PROBLEM: Copy every line of the material below without changing anything.

SUPPLIED MATERIAL:
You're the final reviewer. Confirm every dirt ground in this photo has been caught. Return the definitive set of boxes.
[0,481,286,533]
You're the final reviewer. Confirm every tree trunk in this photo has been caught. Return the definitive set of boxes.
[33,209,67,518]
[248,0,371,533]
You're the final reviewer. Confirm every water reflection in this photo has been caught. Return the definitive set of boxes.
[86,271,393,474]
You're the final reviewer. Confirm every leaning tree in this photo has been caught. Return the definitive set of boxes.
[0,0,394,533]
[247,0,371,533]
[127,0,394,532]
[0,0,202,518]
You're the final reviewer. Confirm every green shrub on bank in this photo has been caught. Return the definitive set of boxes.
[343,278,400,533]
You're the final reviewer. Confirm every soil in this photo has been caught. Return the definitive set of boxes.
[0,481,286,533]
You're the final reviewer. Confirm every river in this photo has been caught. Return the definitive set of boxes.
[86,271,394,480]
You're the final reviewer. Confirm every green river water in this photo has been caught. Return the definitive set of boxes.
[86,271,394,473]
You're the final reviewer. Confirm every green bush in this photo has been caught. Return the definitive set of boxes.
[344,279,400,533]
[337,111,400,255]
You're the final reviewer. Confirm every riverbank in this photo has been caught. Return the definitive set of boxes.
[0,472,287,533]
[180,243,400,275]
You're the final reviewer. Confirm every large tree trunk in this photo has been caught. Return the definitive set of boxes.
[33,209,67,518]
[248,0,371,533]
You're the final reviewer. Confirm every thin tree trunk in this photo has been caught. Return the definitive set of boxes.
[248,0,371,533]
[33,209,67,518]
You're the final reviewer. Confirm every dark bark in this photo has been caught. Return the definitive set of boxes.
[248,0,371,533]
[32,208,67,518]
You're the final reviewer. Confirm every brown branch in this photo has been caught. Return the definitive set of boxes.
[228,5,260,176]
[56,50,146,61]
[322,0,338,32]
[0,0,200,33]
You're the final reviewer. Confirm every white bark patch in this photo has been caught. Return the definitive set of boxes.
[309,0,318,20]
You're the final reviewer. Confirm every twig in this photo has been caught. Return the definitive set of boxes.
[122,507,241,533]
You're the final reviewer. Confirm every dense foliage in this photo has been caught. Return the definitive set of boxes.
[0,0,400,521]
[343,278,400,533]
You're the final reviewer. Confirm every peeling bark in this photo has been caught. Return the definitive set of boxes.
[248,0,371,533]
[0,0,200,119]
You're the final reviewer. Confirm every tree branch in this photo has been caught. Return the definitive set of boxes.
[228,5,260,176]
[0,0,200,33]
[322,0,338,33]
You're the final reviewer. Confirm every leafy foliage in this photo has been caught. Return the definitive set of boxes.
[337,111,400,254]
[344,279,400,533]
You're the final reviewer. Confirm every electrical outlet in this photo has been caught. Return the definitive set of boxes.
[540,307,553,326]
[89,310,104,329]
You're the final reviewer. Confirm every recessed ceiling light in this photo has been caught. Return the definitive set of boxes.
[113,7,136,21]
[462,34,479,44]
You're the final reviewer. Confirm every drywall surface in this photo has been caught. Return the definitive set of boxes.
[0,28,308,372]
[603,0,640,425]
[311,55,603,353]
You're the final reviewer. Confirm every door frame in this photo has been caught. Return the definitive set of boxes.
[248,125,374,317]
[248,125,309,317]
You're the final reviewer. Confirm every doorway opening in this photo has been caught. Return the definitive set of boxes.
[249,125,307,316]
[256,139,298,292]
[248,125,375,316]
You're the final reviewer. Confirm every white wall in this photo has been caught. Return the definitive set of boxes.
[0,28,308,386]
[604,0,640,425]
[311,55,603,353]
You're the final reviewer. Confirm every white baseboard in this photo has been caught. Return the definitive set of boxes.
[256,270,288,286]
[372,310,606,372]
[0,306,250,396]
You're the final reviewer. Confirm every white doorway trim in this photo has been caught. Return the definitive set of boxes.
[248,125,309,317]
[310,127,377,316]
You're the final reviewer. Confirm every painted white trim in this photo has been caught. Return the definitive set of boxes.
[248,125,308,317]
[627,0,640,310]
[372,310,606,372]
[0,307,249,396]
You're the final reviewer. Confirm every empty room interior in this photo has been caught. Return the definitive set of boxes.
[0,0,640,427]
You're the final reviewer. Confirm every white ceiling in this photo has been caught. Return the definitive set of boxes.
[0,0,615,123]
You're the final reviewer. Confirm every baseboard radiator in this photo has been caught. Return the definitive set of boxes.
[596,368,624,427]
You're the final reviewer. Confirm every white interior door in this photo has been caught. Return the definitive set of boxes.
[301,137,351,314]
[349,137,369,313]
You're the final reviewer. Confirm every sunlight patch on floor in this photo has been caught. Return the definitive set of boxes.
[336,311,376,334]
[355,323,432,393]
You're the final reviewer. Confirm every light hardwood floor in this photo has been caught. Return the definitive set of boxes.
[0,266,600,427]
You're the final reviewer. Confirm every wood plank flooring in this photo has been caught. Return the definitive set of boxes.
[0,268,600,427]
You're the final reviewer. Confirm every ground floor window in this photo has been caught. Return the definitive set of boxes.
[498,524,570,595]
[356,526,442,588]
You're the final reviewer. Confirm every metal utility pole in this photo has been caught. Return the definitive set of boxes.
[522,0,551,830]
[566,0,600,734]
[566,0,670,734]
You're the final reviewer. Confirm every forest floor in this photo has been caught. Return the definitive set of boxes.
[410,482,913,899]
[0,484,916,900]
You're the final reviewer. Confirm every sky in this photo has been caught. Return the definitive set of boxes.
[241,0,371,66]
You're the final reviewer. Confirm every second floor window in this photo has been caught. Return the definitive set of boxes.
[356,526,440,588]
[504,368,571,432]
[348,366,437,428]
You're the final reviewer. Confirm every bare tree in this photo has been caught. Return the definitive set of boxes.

OUTPUT:
You're the final reviewer. Confirm every dirt ground in this photo has been caught. Return the definitive set of boxes.
[0,481,286,533]
You're the final reviewer. Confirm every tree trunk in this photo has been caught. Return the definitive set of boxes.
[33,209,67,518]
[248,0,371,533]
You're the final reviewer. Confirm every water reflection in this photo has been caught. Return the definitive set of boxes.
[86,271,393,474]
You're the final reviewer. Confirm every leaning tree in this photo has been caught. Return the definitive set of boxes.
[0,0,394,533]
[247,0,371,533]
[127,0,394,532]
[0,0,202,518]
You're the final reviewer. Confirm every green shrub on bank in this photo has been caught. Return the definitive set of boxes.
[343,278,400,533]
You're the final reviewer. Confirm every soil in this photo has been caught. Return the definitive set of boxes.
[0,481,286,533]
You're the final reviewer. Confirm every river in this photo has been caught. Return the definitive set of boxes.
[86,271,394,480]
You're the final reviewer. Confirm every green river water in this photo has been caught. Return the definitive set of boxes.
[86,271,394,473]
You're the final reviewer. Confirm every green bush in this photo has been caught. Return the definitive set of boxes.
[344,279,400,533]
[337,111,400,255]
You're the final reviewer. Confirm every riverbank in this photo has been caught. Return the definitive set of boxes.
[0,472,287,533]
[180,243,400,275]
You're the final reviewer. Confirm every large tree trunk in this photo has been caught. Return the definitive set of boxes.
[33,209,67,518]
[248,0,371,533]
You're the final reviewer. Confirm every thin tree trunk in this photo has been caught. Return the definitive set of boxes.
[248,0,371,533]
[33,209,67,518]
You're the final reviewer. Confirm every dark bark in this photo has been caught. Return the definitive set of boxes.
[248,0,371,533]
[32,208,67,518]
You're the final reviewer. Confirm every brown branch in this photo has been caught. Return the definitive set of boxes.
[228,5,260,176]
[56,50,146,61]
[322,0,338,32]
[0,0,200,33]
You're the final reviewer. Confirm every white bark patch in this photo has been caught. Return the definitive set of boxes.
[309,0,318,20]
You're the final reviewer. Confirm every twig in this photo has been caught. Return the definitive set of boxes.
[122,507,241,533]
You're the final reviewer. Confirm every dense foliage in this photo has been caught. Return the definitive set of boxes.
[0,0,400,521]
[343,278,400,533]
You're the final reviewer. Confirm every peeling bark in this photo has been caught. Return the definitive set of boxes.
[248,0,371,533]
[0,0,200,119]
You're the final reviewer. Confirm every tree branch in this photo has been caught. Return the definitive set of boxes.
[228,5,260,176]
[0,0,200,33]
[322,0,338,33]
You're the final reviewer. Confirm every leafy foliage in this photo has been caught. Return the definitive set of boxes.
[337,111,400,254]
[344,279,400,533]
You're the final reviewer. Confirm every electrical outlet in this photo has been caught. Return the definitive set of boxes.
[540,307,553,326]
[89,310,104,329]
You're the final reviewer. Confirm every recessed ceiling light in this photo has been caught. Return the definitive set of boxes.
[113,7,136,21]
[462,34,479,44]
You're the final reviewer. Confirm every drywall surface in this photo has been caught. Return the definitive set of boxes.
[0,28,308,372]
[603,0,640,425]
[311,55,603,353]
You're the final reviewer. Confirm every door frame in this photo has been caught. Return the definitive set of boxes.
[248,125,374,317]
[248,125,309,317]
You're the final reviewer. Confirm every doorway opening in this photo has been caught. Return the definitive set of boxes.
[249,125,307,316]
[256,139,298,292]
[248,125,375,316]
You're the final reviewer. Confirm every white wall in this photo has been caught. Return the definitive set of boxes.
[0,28,308,386]
[604,0,640,425]
[311,55,603,353]
You're the final reviewer. Confirm every white baseboard in this photo has been caught. Return the definitive set of boxes.
[256,270,288,286]
[372,310,606,372]
[0,306,250,396]
You're the final reviewer. Confirm every white doorway trim in this photo has been caught. Return the definitive set of boxes.
[248,125,309,317]
[310,127,377,316]
You're the final reviewer. Confirm every painted white trim in this photo has been caught. Return the definitive set of boxes.
[248,125,308,317]
[627,0,640,310]
[372,310,606,372]
[0,307,249,396]
You're the final reviewer. Confirm every empty room interior in this photo has been caught. Return the definitive set of boxes.
[0,0,640,427]
You're the final reviewer. Confirm every white ceiling in this photo has been caught. Return the definitive set of boxes.
[0,0,615,123]
You're the final reviewer. Confirm every baseboard radiator in this photo has been caught. Return the definitive set of boxes.
[596,368,624,427]
You're the final reviewer. Confirm every white interior door in this photo has been caught. Return the definitive set of boxes.
[301,137,351,314]
[349,137,369,313]
You're the final reviewer. Confirm every sunlight patch on floor in this photo has been caught. Return the definitive set of boxes.
[336,311,376,334]
[355,323,432,393]
You're the final reviewer. Confirm every light hardwood floor in this photo has been caught. Return the definitive set of boxes.
[0,266,600,427]
You're the final reviewer. Confirm every wood plank flooring in this photo has been caught. Return the definitive set of boxes.
[0,268,600,427]
You're the final reviewer. Confirm every ground floor window in this photo has been caught. Return the definitive set of boxes.
[498,524,570,595]
[356,526,442,588]
You're the final reviewer. Confirm every metal utility pole in this photo has been caught. Return the definitive set of boxes.
[522,0,551,830]
[566,0,600,734]
[566,0,670,734]
You're the final reviewer. Confirm every forest floor in this photo has been caught. Return the definitive set of boxes.
[410,482,913,899]
[0,484,916,900]
You're the final reviewer. Confirm every sky in this photo has been caught. Return the definitive set of boxes.
[241,0,371,66]
You're the final reviewer. Confirm every second floor window in this photo has been caught. Return the definitive set of boxes.
[356,526,440,588]
[504,368,571,432]
[348,366,437,428]
You're the final reviewer. Confirm every bare tree in this photo has been caught. Return the definitive set of boxes.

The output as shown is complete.